Copy out all of the material below, changing every "instance" to "occurrence" and leaving everything else untouched. Do not include the pictures in your answer.

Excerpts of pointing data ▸
++++++++++++++++++++

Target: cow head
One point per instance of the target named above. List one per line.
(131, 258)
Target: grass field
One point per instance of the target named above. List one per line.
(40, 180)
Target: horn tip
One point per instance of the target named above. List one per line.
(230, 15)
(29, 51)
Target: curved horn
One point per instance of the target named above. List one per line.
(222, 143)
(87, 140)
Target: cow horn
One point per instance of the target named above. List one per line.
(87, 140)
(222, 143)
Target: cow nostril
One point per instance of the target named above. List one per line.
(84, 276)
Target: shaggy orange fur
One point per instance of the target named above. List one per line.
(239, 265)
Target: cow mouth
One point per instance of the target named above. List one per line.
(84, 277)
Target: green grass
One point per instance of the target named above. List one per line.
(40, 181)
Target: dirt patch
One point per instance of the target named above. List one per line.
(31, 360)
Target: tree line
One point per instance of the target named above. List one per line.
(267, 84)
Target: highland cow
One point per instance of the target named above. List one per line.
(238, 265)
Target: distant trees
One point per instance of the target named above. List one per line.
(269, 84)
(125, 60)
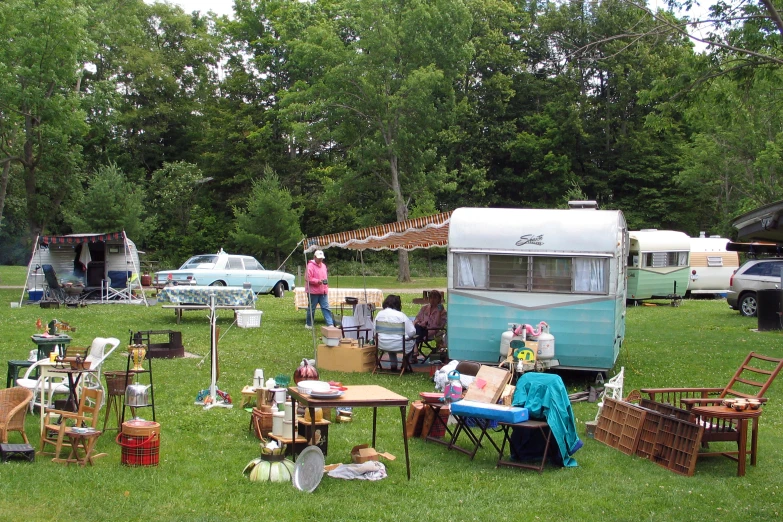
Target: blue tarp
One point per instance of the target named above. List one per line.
(546, 398)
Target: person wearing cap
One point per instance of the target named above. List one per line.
(316, 285)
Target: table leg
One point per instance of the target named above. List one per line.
(743, 442)
(405, 441)
(374, 417)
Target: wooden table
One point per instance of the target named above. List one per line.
(370, 396)
(741, 418)
(74, 376)
(85, 442)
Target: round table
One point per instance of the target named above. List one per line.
(741, 419)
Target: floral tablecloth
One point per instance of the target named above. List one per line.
(224, 295)
(337, 295)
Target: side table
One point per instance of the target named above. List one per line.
(741, 419)
(24, 451)
(84, 441)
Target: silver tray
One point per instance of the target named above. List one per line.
(309, 469)
(326, 395)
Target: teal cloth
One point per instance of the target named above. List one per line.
(546, 398)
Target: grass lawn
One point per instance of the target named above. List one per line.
(203, 453)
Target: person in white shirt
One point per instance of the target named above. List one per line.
(392, 313)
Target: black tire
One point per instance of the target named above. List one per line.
(748, 305)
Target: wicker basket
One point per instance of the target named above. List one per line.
(115, 382)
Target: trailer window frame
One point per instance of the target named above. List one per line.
(512, 272)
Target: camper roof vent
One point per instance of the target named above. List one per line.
(583, 204)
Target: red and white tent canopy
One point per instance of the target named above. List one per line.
(424, 232)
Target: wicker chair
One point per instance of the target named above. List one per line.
(13, 402)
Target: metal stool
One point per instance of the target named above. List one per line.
(115, 394)
(24, 451)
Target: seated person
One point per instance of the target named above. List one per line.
(392, 313)
(430, 319)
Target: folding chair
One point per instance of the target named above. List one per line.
(53, 290)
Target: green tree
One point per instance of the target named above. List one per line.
(268, 227)
(109, 204)
(381, 85)
(43, 44)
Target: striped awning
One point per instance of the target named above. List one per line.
(75, 239)
(424, 232)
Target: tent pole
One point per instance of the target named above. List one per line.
(307, 293)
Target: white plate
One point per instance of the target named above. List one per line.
(326, 395)
(309, 469)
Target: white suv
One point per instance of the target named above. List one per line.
(752, 276)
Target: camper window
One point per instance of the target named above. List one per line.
(532, 273)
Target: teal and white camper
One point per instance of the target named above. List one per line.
(658, 264)
(523, 266)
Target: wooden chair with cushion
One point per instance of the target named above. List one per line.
(13, 405)
(57, 421)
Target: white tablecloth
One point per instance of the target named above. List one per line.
(338, 295)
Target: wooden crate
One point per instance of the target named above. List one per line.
(670, 442)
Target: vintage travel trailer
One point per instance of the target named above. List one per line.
(524, 266)
(658, 264)
(86, 259)
(711, 265)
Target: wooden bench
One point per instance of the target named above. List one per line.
(178, 309)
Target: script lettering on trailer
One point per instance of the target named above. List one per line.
(530, 239)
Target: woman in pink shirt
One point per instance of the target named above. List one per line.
(316, 286)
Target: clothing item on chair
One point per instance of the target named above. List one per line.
(546, 398)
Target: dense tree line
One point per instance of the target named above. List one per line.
(194, 132)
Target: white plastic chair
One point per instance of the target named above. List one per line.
(45, 386)
(98, 353)
(614, 386)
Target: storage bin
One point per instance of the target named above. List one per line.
(249, 318)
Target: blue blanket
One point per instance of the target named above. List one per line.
(546, 398)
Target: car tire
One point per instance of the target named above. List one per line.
(748, 305)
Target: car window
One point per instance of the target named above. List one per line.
(235, 263)
(205, 261)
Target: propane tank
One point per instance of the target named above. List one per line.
(506, 338)
(546, 344)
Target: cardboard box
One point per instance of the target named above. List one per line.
(345, 358)
(331, 332)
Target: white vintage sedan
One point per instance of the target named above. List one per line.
(223, 269)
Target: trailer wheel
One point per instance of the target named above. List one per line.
(748, 305)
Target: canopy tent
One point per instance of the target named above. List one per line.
(424, 232)
(763, 224)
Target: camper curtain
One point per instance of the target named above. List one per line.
(471, 270)
(590, 275)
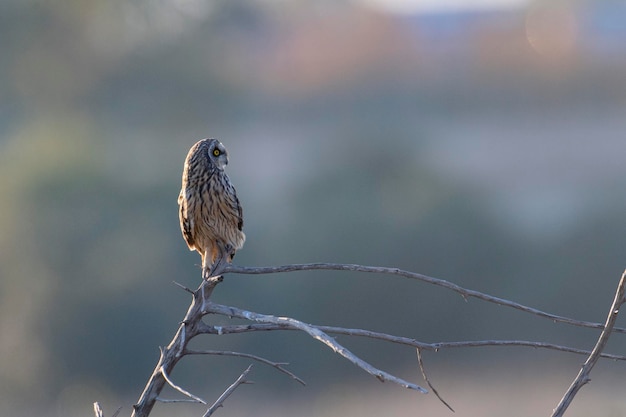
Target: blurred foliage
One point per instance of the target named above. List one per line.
(438, 143)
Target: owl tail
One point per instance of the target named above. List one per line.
(221, 260)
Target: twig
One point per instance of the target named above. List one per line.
(424, 278)
(276, 365)
(99, 413)
(583, 375)
(204, 328)
(220, 401)
(97, 409)
(421, 365)
(171, 354)
(315, 333)
(178, 400)
(181, 390)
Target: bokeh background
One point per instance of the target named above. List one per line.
(482, 142)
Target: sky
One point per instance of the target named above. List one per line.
(425, 6)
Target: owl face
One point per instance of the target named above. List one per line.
(216, 153)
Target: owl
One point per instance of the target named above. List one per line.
(210, 214)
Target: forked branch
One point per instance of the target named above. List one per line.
(201, 305)
(583, 376)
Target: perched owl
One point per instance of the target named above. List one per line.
(211, 217)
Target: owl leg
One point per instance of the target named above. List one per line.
(220, 260)
(208, 261)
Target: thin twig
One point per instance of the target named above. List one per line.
(465, 292)
(421, 365)
(220, 401)
(407, 341)
(181, 390)
(583, 375)
(99, 413)
(178, 284)
(97, 409)
(315, 333)
(277, 365)
(173, 401)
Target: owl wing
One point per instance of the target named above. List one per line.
(186, 222)
(239, 213)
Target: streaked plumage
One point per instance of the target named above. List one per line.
(210, 214)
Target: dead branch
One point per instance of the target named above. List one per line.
(245, 328)
(220, 401)
(464, 292)
(420, 362)
(278, 365)
(171, 354)
(583, 376)
(315, 333)
(201, 305)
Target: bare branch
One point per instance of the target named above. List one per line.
(220, 401)
(277, 365)
(421, 364)
(99, 413)
(204, 328)
(464, 292)
(583, 376)
(97, 409)
(178, 400)
(173, 352)
(181, 390)
(315, 333)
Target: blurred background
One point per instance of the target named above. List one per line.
(480, 142)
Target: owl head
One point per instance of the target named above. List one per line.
(211, 152)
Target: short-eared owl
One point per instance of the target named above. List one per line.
(210, 215)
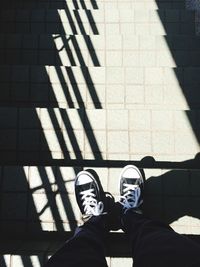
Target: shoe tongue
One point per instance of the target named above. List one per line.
(129, 174)
(131, 181)
(85, 186)
(84, 180)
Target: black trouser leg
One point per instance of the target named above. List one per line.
(155, 244)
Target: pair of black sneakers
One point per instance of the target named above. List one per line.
(91, 201)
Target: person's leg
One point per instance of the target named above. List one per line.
(86, 247)
(155, 244)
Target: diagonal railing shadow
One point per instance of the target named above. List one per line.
(183, 48)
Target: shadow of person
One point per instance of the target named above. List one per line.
(174, 193)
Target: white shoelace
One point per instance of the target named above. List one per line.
(91, 206)
(131, 196)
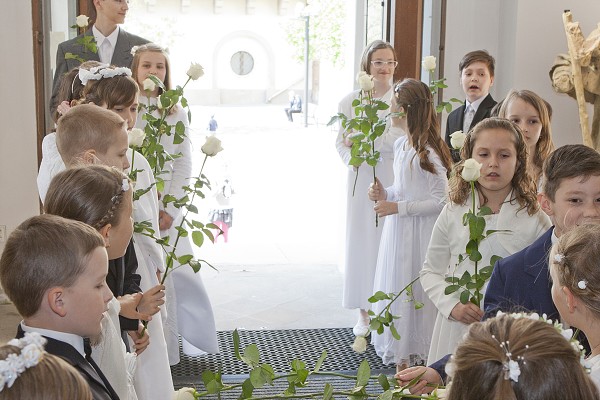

++++++++++++++++++++

TASK ANSWER ▸
Target: cow head
One point per occurrence of the target named above. List one per line.
(131, 258)
Target: grass field
One point per occurrence of the target named above. List one per line.
(40, 180)
Target: horn tip
One point per occurrence of the target named above. List one per line.
(230, 15)
(29, 51)
Target: curved horn
One point per occurrence of the target named above. List one per line.
(222, 143)
(87, 140)
Target: cow horn
One point per occurrence of the target named above. List one per line.
(87, 140)
(222, 143)
Target: cow nostril
One point per occurrence of the target named above. List one per line.
(84, 276)
Target: shaggy orange fur
One point per occurrence of the target named above. List one per line.
(239, 265)
Target: cow mouth
One point per occurrence of the target named above. List one per line.
(84, 277)
Target: green grass
One point per occurrence of the target named above. List one per line.
(40, 181)
Target: dirt patch
One point per occurrence of the target named above. List one per line.
(31, 360)
Target: tree line
One point per occurrence of the target named above. List one per line.
(267, 84)
Target: highland cow
One point per occurrence of the target named above. List one per line.
(238, 265)
Target: distant trees
One point per occurrence of the target named above. List one per line.
(269, 84)
(125, 60)
Target: blue tarp
One point per occurrence of the target named above. List one per line.
(546, 398)
Target: person wearing cap
One point per occurrence of the target named above. List one per line.
(316, 285)
Target: table leg
One point per occurrence of the target named above. List one per line.
(743, 442)
(405, 441)
(374, 417)
Target: wooden table
One point per occurrence of the target named above. List one per line.
(370, 396)
(741, 418)
(74, 376)
(85, 442)
Target: round table
One point per occurrence of the target named above. List one per line.
(741, 419)
Target: floral tablecloth
One point per occurrence of the target named above. List one per line.
(224, 295)
(337, 295)
Target: side table
One point per occurrence of the target named above. List one per line.
(741, 419)
(24, 451)
(84, 441)
Target: silver tray
One point per occurrence of the target named above. List one per line.
(309, 469)
(326, 395)
Target: teal cloth
One point per occurrence of the target named above. List one per line.
(546, 398)
Target: grass lawn
One point per occurrence of the target named above. List one per line.
(203, 453)
Target: person in white shirt
One point per occurrence of the target named above. List one per line.
(392, 313)
Target: black tire
One point per occurrence of the target named above. List one per line.
(748, 305)
Target: wicker basket
One point per occurrence of the target named above. List one per line.
(115, 382)
Target: trailer window frame
One point per occurrence of the target named above. List one per line.
(512, 272)
Target: camper roof vent
One point per occurrence of the target named above. List one per line.
(583, 204)
Target: red and white tent canopy
One point per occurrence of the target named above. List one per line.
(424, 232)
Target: wicker chair
One point per occurrence of the target named above. List one per line.
(13, 402)
Target: metal stool
One point per occurrence of the target named above. List one per line.
(115, 394)
(24, 451)
Target: seated person
One point per occurrence of the target named above. List one per line.
(392, 313)
(430, 319)
Target: folding chair
One point per occurrence of the target named above. List one per line.
(53, 290)
Target: green tree
One point per occurrence of the target named above. List one per line.
(268, 227)
(109, 204)
(381, 85)
(43, 44)
Target: striped awning
One point per occurrence of the target named above. List one per line.
(75, 239)
(424, 232)
Target: tent pole
One point per occurrence of the target named above. List one per line.
(307, 293)
Target: white plate
One point per occurrence of the target named above. List one per line.
(326, 395)
(309, 469)
Target: white suv
One point per occurrence of the target named above. List one per line.
(752, 276)
Target: camper window
One point per occurrence of the target named above. List one per line.
(532, 273)
Target: teal and white camper
One point per occurrence of the target named above. List one per line.
(658, 264)
(523, 266)
Target: wooden chair with cushion
One point per occurrence of the target named above. List one per line.
(13, 405)
(57, 421)
Target: white tablecloth
One point per occurrence of the target named above. List one per line.
(338, 295)
Target: wooden crate
One point per occurrence of the target named above. List one per line.
(670, 442)
Target: vintage travel trailer
One point per occurrence of the target named above. List one per line.
(524, 266)
(658, 264)
(86, 259)
(711, 265)
Target: wooden bench
One point per occurrence of the target named above. List one per line.
(178, 309)
Target: script lettering on trailer
One point per occurrence of the target named above. List one per line.
(530, 239)
Target: woman in pink shirt
One point per occurrence of the target named above. List one per line.
(316, 286)
Target: clothing item on chair
One point per occurrence of the target named above. List one per line.
(546, 398)
Target: dense tree line
One point per occurrence of the target named above. List one per line.
(194, 132)
Target: white plastic chair
One point per occurrence of the target named above. List one per line.
(45, 386)
(98, 353)
(614, 386)
Target: storage bin
One point per occurrence of the target named above. List one per line.
(249, 318)
Target: blue blanket
One point per occurrence of the target named above. List one per line.
(546, 398)
Target: car tire
One point per occurrence of the target named above. List one per line.
(748, 305)
Target: car window
One point per occurrence of the target named above. List one per line.
(235, 263)
(205, 261)
Target: propane tank
One point per occurrence of the target named above. List one per line.
(506, 338)
(546, 344)
Target: cardboard box
One point per occurrence of the target named above. List one per line.
(345, 358)
(331, 332)
Target: white vintage sedan
One point per occurrence of the target named above. List one per line.
(223, 269)
Target: trailer wheel
One point per occurrence of the target named above. List one per line.
(748, 305)
Target: canopy tent
One point per occurrence of the target named above. List one per line.
(424, 232)
(763, 224)
Target: camper curtain
One point per occurrence of the target named above. List one per line.
(471, 270)
(590, 275)
Target: blurred foliage
One point per occurrence of the target named above. List one per line.
(438, 143)
Target: owl tail
One point per occurrence of the target named above. List one per line.
(221, 260)
Target: twig
One point per occurrence of the target named above. List one per line.
(424, 278)
(276, 365)
(99, 413)
(583, 375)
(204, 328)
(220, 401)
(97, 409)
(421, 365)
(171, 354)
(315, 333)
(178, 400)
(181, 390)
Target: bokeh background
One point per occurrence of the target named above. List one per line.
(482, 142)
Target: sky
One point per occurrence of the target named above. List one per line.
(425, 6)
Target: owl face
One point per occurrence of the target named above. List one per line.
(216, 153)
Target: owl
One point per occurrence of the target named above. List one per line.
(210, 214)
Target: forked branch
One point per occurrence of the target named above. List one per line.
(201, 305)
(583, 376)
Target: perched owl
One point per occurrence of the target named above. List one per line.
(211, 217)
Target: owl leg
One point per occurrence of the target named above. List one per line.
(220, 260)
(208, 261)
Target: thin twig
One point per occurrence of the target named above. List one per line.
(465, 292)
(421, 365)
(220, 401)
(407, 341)
(181, 390)
(583, 375)
(99, 413)
(178, 284)
(97, 409)
(315, 333)
(277, 365)
(173, 401)
Target: owl wing
One point per occurrence of the target named above. List one per line.
(186, 222)
(239, 213)
Target: streaked plumage
One point per occurrence of the target named above. List one per line.
(210, 214)
Target: dead branch
One point per occurrence of the target named above. List one per line.
(245, 328)
(220, 401)
(464, 292)
(420, 362)
(278, 365)
(171, 354)
(583, 376)
(315, 333)
(201, 305)
Target: bare branch
One point per occurrence of the target named above. List one per line.
(220, 401)
(277, 365)
(421, 364)
(99, 413)
(204, 328)
(464, 292)
(583, 376)
(97, 409)
(178, 400)
(173, 352)
(181, 390)
(315, 333)
Target: blurred background
One point per occurrence of the target named above. List one per line.
(480, 142)
Target: owl head
One point per occurrence of the target named above. List one per line.
(211, 152)
Target: short-eared owl
One point per occurrence of the target named above. List one per line.
(210, 215)
Target: shoe tongue
One point per occurrence of the target named above. List one per line.
(129, 174)
(131, 181)
(85, 186)
(84, 180)
Target: black trouser leg
One point per occurrence of the target named above. List one per line.
(155, 244)
Target: pair of black sneakers
One point per occurrence of the target named above. List one per line.
(91, 201)
Target: person's leg
One point per occurrence of the target named above. List one per line.
(86, 247)
(155, 244)
Target: diagonal railing shadow
One point per occurrence of the target named above. List one per line.
(183, 48)
Target: shadow of person
One point per occurrence of the target named above. List one per line.
(174, 193)
Target: white shoelace
One point per occurrence of the target named above. List one per line.
(91, 206)
(131, 196)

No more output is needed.